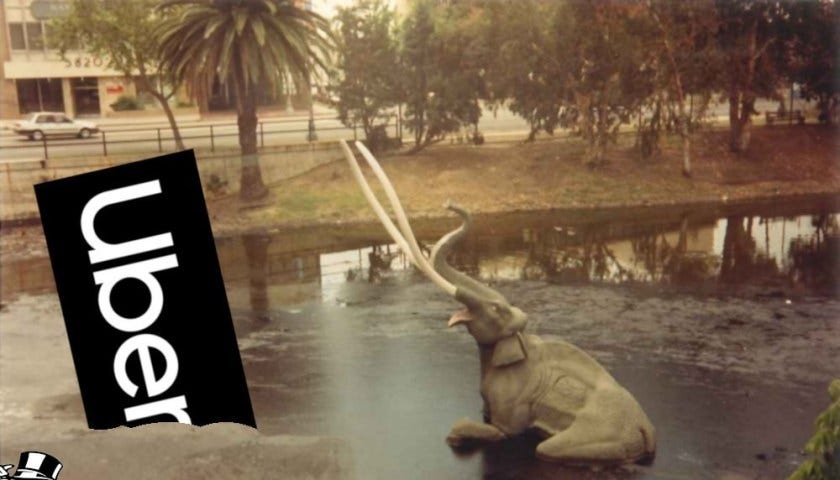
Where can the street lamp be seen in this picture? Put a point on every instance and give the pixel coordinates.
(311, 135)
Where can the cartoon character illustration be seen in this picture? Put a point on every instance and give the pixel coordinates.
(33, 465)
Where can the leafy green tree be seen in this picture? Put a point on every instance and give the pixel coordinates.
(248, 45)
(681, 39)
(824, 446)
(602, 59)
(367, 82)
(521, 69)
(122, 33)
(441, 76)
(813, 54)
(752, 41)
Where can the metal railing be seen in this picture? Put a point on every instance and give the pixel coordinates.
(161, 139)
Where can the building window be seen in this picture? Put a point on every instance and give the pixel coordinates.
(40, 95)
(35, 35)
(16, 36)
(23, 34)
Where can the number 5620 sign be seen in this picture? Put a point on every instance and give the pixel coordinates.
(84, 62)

***

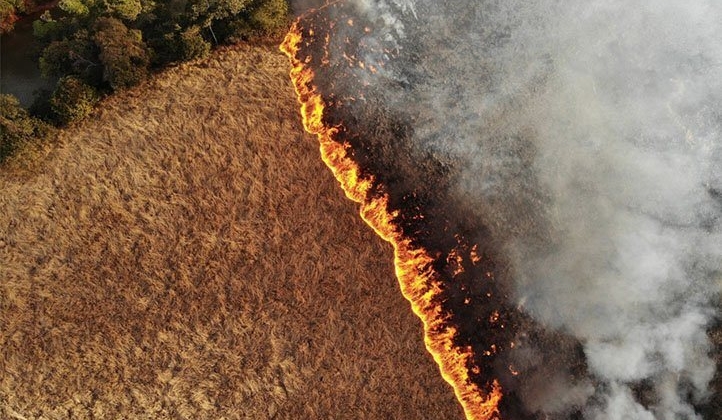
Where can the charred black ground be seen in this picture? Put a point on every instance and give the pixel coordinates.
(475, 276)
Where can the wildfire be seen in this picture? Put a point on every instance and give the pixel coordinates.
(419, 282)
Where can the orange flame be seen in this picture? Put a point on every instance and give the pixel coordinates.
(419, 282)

***

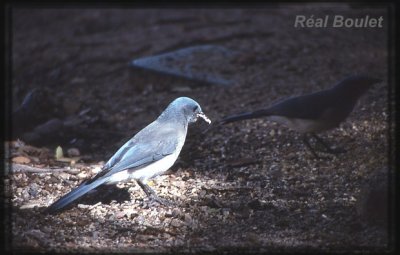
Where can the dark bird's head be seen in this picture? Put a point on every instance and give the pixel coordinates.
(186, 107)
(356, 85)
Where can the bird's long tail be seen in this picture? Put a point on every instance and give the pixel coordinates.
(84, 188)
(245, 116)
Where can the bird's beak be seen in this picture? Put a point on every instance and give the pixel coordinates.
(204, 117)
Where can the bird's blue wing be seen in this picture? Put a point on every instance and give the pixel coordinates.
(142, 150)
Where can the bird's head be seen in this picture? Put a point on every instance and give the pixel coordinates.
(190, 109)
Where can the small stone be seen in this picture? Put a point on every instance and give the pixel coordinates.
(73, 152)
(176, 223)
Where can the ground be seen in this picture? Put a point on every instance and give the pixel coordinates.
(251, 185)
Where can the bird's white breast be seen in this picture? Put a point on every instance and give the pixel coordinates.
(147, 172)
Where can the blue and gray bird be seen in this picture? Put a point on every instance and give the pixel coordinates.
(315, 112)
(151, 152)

***

*Task instructions*: Please return every line of the items above that contains the string "head", treating uppercase and lowercase as different.

*The solution*:
Where can the dark bird's head be seen in this picture? Put a point on every instance and give the pixel coordinates.
Where can the bird's head be seen in this picture? Put a point on every instance and give the pixel coordinates.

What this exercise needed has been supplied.